▶ **Your assignment**: Answer with one number only: how many lines in the material contain "below".

________________

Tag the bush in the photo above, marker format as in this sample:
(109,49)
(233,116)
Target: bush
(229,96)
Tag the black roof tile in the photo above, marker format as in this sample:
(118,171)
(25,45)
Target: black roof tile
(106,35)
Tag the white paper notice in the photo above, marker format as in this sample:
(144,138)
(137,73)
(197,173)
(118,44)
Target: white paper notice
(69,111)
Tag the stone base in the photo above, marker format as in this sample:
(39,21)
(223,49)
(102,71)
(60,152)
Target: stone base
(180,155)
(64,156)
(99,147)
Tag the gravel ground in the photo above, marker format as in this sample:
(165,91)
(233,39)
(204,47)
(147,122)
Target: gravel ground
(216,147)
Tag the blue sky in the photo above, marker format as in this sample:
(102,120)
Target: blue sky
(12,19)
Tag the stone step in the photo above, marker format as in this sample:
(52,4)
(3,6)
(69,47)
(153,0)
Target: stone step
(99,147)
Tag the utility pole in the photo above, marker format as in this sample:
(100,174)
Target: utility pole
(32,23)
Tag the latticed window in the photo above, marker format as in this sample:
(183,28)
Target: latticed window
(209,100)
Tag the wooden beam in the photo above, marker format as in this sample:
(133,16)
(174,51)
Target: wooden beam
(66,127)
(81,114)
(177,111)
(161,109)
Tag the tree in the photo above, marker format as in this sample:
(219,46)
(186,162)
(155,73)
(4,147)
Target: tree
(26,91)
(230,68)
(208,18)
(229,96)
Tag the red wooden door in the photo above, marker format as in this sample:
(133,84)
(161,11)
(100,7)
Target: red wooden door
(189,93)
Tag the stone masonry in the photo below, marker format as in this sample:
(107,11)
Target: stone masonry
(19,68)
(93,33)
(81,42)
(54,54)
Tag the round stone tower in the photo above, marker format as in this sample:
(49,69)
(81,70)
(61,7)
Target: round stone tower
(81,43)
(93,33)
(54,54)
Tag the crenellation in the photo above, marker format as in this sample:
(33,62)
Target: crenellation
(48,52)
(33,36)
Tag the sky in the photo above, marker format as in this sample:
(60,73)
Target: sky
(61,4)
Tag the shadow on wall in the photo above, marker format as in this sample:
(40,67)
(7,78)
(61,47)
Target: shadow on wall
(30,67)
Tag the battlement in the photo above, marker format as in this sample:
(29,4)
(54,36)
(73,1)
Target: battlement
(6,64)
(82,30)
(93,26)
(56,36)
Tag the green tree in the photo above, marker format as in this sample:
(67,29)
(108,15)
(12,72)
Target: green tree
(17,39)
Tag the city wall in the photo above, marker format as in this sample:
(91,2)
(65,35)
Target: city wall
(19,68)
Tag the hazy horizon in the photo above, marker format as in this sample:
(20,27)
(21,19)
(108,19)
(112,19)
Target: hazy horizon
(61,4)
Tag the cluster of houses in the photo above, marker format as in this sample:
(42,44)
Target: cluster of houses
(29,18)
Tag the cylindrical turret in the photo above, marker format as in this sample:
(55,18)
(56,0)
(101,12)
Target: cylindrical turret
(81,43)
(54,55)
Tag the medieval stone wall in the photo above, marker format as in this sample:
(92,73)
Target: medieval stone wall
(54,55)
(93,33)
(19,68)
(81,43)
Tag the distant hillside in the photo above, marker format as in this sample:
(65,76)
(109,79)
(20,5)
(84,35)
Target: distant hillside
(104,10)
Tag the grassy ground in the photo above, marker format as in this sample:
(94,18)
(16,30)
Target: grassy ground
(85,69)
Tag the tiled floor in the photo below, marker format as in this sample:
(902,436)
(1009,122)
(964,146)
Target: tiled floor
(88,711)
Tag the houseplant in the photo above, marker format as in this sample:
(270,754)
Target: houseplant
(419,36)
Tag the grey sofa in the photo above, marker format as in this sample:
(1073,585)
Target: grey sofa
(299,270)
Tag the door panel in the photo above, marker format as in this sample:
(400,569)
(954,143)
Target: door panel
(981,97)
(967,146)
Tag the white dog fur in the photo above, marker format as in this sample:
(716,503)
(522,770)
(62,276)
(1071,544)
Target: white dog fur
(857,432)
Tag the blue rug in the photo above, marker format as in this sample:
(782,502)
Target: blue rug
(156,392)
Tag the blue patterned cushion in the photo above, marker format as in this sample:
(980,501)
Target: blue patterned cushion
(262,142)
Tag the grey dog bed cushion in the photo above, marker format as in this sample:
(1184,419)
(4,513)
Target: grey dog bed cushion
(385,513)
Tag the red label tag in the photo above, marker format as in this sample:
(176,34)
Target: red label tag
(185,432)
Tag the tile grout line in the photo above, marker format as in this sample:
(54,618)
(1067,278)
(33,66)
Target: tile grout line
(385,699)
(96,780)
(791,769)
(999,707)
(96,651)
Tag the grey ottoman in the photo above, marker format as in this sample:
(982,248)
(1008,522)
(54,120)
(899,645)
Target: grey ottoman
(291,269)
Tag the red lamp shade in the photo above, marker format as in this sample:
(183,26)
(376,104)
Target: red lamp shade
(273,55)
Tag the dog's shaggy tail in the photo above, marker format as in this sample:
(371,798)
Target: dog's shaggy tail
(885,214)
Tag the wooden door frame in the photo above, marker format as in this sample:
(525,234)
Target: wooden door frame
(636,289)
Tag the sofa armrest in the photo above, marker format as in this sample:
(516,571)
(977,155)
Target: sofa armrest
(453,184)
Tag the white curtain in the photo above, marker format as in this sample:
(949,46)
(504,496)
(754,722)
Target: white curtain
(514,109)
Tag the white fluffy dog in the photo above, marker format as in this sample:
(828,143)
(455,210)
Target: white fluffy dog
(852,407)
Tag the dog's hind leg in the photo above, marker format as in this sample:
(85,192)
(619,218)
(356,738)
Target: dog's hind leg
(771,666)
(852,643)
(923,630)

________________

▶ **Solution**: 2